◆ **Texto proporcionado**:

Porque sin querer nos hemos alejado también del respeto por la naturaleza sin la que no es posible la vida, del respeto por ésa naturaleza y todos los seres vivos que la habitan, de la diversidad, de los otros modelos positivos de sociedad con infinidad de enseñanzas y posibilidades. Evolucionar no debería de implicar aniquilar todo lo anterior, diferente o natural. Tampoco corromper para luego reinstaurarlo mediante su reventa para así sacar beneficios para unos pocos.

Muchos nos emocionamos al ver una película como Avatar en el cine, por ejemplo, donde odiamos a los militares sin ética que llegan a otro planeta y sin importarles los seres vivos que allí ahí, destruir todo lo necesario para conseguir lo que ellos necesitan (un mineral que pueden vender carísimo en la Tierra).

El hombre moderno y real de hace varios siglos, descubrió América y mató a miles de indígenas que no quisieron convertirse al Cristianismo. A los que consiguieron convertir les dieron un idioma nuevo mientras se burlaban de sus costumbres salvajes. Y tiempo después celebramos el día de la Hispanidad.

◆ **Tareas por hacer**:
[A] Según el texto, ¿qué se celebra tiempo después de la llegada a América?
[B] Cita del texto el fragmento que comienza en "Muchos nos emocionamos" y termina en "en la Tierra).".

◆ **Filas dadas**:

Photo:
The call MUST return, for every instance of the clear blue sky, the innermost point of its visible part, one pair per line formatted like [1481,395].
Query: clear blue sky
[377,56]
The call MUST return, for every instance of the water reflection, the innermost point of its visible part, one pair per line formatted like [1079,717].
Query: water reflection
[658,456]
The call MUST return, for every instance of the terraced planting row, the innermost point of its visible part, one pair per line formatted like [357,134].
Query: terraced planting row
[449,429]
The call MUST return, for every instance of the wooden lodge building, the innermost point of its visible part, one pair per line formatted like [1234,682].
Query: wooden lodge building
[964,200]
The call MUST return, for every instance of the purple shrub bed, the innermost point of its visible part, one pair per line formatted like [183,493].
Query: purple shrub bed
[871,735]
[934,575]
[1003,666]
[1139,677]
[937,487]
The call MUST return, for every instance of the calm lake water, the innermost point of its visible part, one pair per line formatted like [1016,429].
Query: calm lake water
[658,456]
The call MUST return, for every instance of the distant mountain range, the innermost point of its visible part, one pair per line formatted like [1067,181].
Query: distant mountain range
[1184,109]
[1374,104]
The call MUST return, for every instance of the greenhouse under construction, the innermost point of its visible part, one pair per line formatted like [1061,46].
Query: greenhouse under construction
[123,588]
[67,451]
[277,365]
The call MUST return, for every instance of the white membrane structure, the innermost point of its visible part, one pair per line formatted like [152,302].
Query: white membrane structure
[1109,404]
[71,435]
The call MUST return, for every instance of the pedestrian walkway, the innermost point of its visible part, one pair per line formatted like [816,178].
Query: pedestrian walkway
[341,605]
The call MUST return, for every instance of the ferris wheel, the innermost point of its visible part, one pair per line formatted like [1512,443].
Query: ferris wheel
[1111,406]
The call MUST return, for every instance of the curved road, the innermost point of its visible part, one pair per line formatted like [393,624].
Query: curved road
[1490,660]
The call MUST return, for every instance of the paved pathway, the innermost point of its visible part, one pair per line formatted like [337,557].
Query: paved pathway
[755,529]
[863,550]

◆ **Respuestas dadas**:
[A] El día de la Hispanidad.

[B]
Muchos nos emocionamos al ver una película como Avatar en el cine, por ejemplo, donde odiamos a los militares sin ética que llegan a otro planeta y sin importarles los seres vivos que allí ahí, destruir todo lo necesario para conseguir lo que ellos necesitan (un mineral que pueden vender carísimo en la Tierra).